__Material to process__
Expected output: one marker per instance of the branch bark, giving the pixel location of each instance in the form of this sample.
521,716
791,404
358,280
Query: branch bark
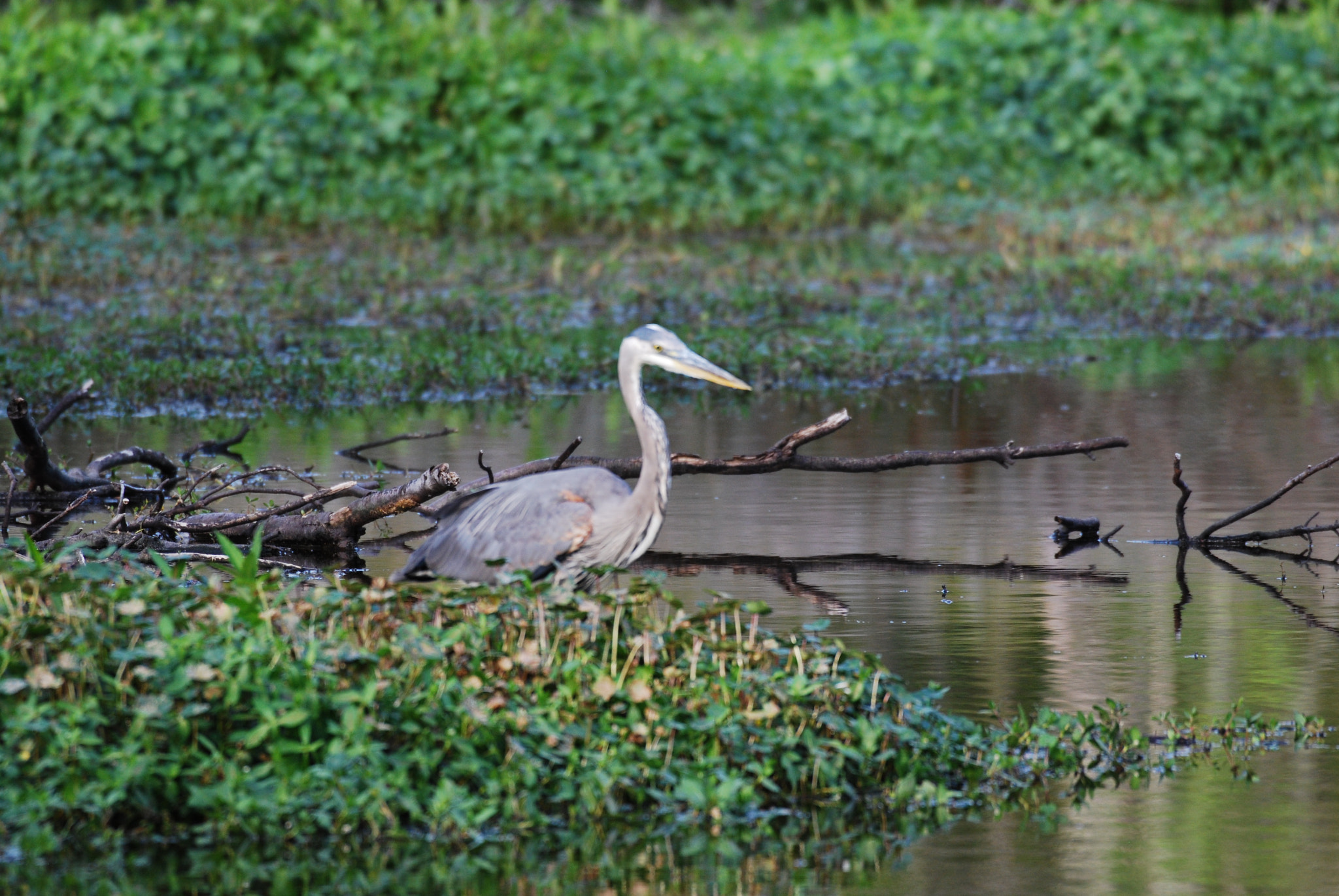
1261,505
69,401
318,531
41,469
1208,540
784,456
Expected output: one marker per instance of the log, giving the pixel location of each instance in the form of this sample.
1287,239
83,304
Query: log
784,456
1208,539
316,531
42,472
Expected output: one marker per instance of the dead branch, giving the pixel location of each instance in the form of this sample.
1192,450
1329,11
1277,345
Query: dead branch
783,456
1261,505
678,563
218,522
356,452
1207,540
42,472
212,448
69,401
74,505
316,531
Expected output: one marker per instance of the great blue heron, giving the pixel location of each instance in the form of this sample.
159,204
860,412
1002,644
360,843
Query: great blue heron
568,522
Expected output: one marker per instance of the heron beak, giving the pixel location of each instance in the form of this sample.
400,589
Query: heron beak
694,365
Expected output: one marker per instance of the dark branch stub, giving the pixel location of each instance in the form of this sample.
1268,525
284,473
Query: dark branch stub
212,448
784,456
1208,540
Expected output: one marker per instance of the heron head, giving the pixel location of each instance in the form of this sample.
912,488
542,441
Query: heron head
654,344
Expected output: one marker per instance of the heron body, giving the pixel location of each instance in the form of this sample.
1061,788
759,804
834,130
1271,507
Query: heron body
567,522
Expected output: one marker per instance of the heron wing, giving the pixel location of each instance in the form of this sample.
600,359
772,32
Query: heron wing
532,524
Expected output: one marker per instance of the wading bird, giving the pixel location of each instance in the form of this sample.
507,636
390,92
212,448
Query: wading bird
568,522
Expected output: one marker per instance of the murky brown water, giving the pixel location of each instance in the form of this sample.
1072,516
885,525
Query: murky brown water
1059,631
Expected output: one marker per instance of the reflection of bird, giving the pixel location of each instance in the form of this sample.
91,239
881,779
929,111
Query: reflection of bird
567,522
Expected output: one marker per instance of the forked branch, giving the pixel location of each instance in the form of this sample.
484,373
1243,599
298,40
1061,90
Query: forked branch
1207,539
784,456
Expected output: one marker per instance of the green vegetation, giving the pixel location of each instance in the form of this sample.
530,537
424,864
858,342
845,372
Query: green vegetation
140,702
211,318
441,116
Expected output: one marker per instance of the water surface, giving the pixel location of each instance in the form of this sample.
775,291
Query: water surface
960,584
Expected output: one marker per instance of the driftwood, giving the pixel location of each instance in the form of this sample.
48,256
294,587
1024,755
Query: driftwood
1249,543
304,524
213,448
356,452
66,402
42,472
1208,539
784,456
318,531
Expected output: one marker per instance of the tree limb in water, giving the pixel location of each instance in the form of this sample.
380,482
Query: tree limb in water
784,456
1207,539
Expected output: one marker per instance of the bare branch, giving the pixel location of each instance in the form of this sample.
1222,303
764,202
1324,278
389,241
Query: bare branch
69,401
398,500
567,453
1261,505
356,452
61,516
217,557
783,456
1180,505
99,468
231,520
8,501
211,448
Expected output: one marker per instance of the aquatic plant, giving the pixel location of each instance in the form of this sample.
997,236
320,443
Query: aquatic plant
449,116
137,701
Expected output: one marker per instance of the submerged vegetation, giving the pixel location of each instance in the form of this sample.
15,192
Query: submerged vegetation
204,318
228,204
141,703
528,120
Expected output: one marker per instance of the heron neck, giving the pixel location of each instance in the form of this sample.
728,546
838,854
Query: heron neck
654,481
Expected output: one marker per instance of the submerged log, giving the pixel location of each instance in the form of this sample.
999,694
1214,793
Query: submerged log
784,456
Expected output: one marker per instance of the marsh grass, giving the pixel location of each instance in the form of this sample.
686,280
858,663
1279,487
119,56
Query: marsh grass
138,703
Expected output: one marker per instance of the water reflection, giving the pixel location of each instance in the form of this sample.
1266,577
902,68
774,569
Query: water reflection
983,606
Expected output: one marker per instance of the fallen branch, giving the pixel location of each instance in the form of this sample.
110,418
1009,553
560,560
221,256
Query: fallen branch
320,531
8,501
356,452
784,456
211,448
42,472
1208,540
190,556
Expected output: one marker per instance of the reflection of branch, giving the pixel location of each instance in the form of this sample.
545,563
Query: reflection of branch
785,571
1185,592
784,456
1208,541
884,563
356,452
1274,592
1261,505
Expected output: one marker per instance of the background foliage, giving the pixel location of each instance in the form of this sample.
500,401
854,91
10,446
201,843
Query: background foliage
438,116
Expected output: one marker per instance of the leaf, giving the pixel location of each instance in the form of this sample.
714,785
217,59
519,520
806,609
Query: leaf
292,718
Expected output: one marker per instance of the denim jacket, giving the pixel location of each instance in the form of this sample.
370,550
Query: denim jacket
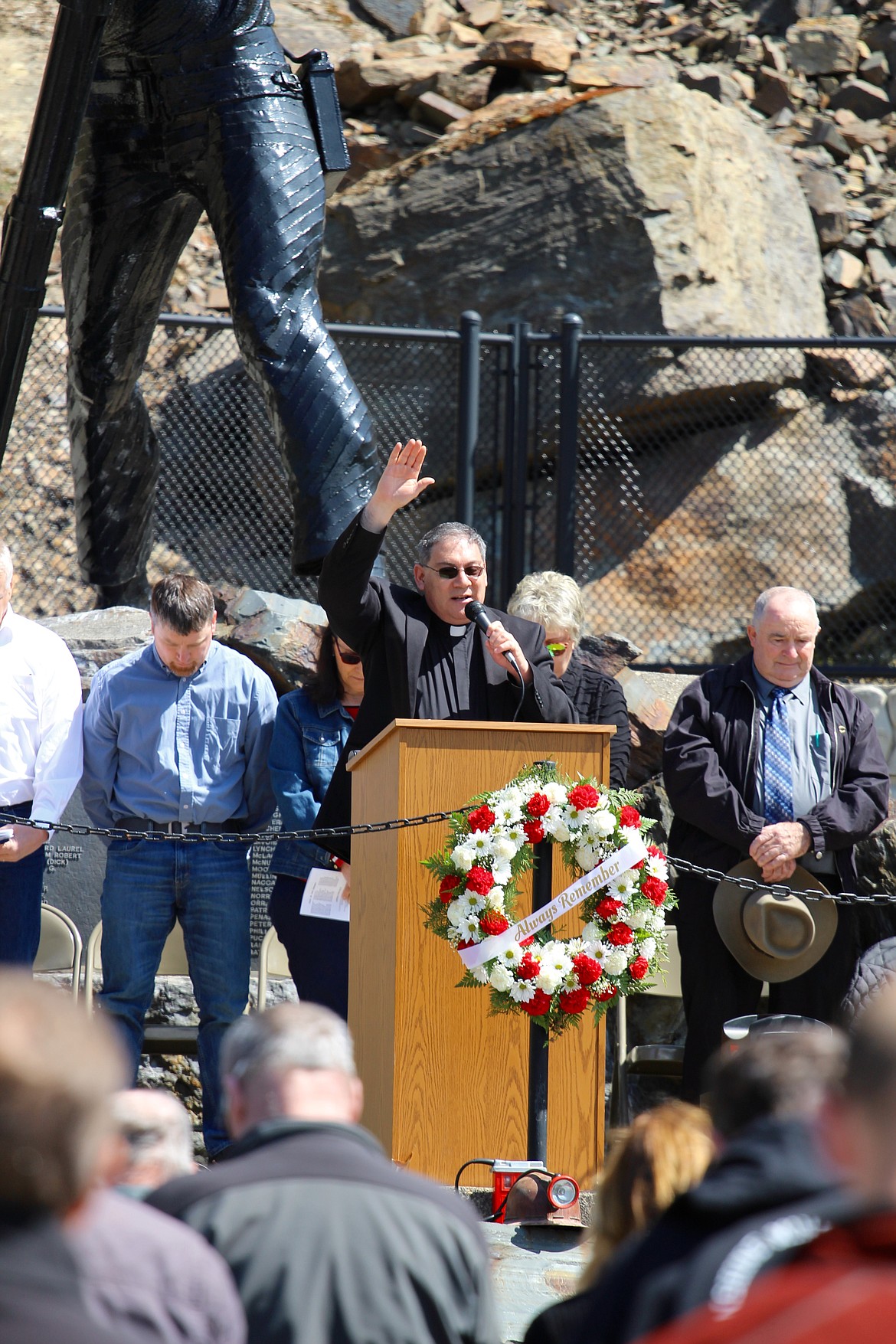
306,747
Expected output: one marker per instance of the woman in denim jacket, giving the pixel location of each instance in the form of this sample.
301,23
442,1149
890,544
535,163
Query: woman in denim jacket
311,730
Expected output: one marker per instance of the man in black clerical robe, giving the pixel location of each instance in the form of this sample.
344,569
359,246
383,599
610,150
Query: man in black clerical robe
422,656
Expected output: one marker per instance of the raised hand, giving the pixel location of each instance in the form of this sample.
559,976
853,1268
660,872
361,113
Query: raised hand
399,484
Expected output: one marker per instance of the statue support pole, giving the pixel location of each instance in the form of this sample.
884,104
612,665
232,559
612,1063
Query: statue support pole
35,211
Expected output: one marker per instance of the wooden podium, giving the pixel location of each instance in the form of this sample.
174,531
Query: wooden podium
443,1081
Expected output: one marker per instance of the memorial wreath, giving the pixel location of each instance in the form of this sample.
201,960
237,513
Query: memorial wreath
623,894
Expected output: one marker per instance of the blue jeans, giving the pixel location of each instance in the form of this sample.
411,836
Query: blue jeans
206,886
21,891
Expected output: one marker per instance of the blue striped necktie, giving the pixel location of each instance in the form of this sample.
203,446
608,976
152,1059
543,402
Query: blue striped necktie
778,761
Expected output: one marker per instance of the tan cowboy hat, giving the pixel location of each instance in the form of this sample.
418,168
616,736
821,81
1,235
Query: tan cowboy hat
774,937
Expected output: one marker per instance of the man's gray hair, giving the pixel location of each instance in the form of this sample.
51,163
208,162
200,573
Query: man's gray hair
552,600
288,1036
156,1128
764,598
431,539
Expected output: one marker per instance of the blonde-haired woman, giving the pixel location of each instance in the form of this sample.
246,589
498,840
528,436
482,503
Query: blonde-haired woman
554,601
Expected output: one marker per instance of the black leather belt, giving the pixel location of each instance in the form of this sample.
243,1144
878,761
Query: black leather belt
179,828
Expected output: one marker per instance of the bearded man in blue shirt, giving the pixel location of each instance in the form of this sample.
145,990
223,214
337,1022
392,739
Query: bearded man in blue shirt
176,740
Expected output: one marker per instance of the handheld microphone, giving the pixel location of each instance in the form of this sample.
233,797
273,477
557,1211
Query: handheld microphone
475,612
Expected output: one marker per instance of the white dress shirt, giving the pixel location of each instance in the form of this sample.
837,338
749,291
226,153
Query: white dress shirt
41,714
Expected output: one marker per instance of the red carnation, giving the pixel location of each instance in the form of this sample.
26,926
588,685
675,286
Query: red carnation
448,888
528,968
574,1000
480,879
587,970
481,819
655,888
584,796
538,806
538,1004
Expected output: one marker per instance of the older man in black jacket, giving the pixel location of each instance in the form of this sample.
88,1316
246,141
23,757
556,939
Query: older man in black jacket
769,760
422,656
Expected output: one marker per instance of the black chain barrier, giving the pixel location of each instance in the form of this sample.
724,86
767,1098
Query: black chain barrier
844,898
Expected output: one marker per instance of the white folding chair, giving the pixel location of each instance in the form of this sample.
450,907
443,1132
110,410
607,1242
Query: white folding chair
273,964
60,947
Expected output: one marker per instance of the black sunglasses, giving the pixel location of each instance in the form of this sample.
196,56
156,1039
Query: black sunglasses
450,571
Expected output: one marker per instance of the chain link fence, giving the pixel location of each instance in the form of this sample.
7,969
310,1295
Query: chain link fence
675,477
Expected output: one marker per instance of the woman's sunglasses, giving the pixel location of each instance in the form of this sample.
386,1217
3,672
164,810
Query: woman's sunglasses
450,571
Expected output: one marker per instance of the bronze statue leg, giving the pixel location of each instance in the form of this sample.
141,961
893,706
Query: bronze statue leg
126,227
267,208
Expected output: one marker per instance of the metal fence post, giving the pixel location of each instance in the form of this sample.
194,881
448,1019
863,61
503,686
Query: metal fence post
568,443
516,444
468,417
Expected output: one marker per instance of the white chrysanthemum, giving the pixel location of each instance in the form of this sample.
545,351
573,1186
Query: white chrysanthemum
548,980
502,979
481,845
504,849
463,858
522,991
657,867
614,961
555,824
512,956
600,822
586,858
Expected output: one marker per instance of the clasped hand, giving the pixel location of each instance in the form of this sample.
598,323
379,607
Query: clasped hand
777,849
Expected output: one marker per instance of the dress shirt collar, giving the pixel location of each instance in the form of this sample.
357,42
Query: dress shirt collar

__What to do__
Keep only the lines from the one containing "Expected output: one marker per instance of the bronze" to the end of the entries, and repeat them exactly.

__Response to this task__
Expected output: one marker per instance of the bronze statue leg, giving the pixel location of each instance in the form of this sample.
141,961
893,706
Query: bronze statue leg
126,227
267,208
Expected output: one marker per instance of the metal fence post, giving the pixel location of each instance in the form of this sample.
194,881
448,1019
863,61
503,686
Query: metal fence post
568,443
516,444
468,417
Expected output: one marker per instance of the white chrysanthemum, giving the pixel location of each instance in the form of this sample.
545,351
573,1186
Query: white chrysanthemum
548,980
502,979
481,845
504,849
463,858
522,991
657,867
614,961
555,824
512,956
600,822
586,858
Expected output: one marker per instance of the clasped hand, giving the pixel location of each instance in the form of this sample.
598,323
379,607
Query: clasped hand
777,849
Expected output: one marker per instance of the dress shirt collar, giving the pixel location of each instance in the form of this sample.
357,42
Query: dress shirt collar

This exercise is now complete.